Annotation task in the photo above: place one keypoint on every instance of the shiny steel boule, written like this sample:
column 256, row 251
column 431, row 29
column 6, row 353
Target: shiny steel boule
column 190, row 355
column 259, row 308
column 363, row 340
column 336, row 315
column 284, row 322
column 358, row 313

HOW TO COMPLETE THIS TASK :: Output the records above exactly, from their first line through the line that contains "column 6, row 353", and add nothing.

RESPONSE BOX ::
Annotation task in the photo above: place one keypoint on every instance of the shiny steel boule, written like this sample:
column 256, row 251
column 431, row 29
column 6, row 353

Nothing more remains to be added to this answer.